_What you should do:_
Reproduce the complete listing without any deviation.

_Records shown:_
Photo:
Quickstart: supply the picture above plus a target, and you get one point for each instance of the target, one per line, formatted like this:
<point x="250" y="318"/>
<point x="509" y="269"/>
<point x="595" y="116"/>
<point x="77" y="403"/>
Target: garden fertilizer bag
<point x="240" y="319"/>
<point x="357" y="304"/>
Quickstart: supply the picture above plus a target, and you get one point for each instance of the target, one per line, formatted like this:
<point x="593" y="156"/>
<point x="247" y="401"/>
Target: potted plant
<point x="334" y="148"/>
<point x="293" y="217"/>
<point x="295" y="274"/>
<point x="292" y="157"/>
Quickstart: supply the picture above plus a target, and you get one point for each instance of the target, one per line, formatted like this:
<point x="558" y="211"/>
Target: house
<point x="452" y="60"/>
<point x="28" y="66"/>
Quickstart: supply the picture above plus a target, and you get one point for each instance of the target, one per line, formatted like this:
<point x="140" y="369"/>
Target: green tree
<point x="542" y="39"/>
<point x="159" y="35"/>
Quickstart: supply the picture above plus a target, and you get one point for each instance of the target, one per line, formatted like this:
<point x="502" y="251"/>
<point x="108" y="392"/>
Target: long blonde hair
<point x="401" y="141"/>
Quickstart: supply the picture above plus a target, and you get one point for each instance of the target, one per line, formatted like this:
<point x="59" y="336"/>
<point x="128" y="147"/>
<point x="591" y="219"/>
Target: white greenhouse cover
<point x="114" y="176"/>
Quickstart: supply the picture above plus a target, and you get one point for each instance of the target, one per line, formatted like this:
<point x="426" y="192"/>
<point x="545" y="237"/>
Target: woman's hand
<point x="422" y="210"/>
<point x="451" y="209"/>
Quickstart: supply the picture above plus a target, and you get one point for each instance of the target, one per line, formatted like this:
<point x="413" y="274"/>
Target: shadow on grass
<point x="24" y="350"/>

_Task result:_
Photo:
Quickstart: supply the picture above plus a target, and you get one point for each instance of the target, one per line, formatted like this:
<point x="250" y="318"/>
<point x="509" y="269"/>
<point x="595" y="116"/>
<point x="77" y="403"/>
Target: garden fertilizer bag
<point x="240" y="319"/>
<point x="357" y="304"/>
Quickstart: supply the picture above plus a target, and you get one point for each instance of the target, one per line, formatted like this:
<point x="593" y="156"/>
<point x="247" y="401"/>
Target: potted plant
<point x="334" y="148"/>
<point x="293" y="217"/>
<point x="295" y="274"/>
<point x="292" y="157"/>
Quickstart: supply the picture above plus a target, and you get one point for each instance of the target, one per line, formatted like this:
<point x="558" y="211"/>
Target: house
<point x="452" y="60"/>
<point x="28" y="66"/>
Quickstart: supply the picture above plus a target, and you get one point for each instance of the target, one per line, formatted like this:
<point x="140" y="369"/>
Target: green tree
<point x="542" y="39"/>
<point x="159" y="35"/>
Quickstart: supply the picture above plus a target, and you get one point for each instance of the target, one per line, formatted like this:
<point x="502" y="251"/>
<point x="108" y="392"/>
Target: long blonde hair
<point x="401" y="141"/>
Quickstart: supply the picture above plus a target, and you get one point for each instance of the target, one per line, formatted like this:
<point x="59" y="336"/>
<point x="128" y="147"/>
<point x="591" y="219"/>
Target: white greenhouse cover
<point x="114" y="176"/>
Quickstart: supply the picture above plus a target, and you get one point for each instance of the target, one per line, formatted like this:
<point x="426" y="192"/>
<point x="545" y="237"/>
Target: woman's hand
<point x="422" y="210"/>
<point x="451" y="209"/>
Quickstart: supply the picture above plus a target, and you get one point for each instance of the target, one per line, formatted like this:
<point x="413" y="274"/>
Target: shadow on grass
<point x="24" y="350"/>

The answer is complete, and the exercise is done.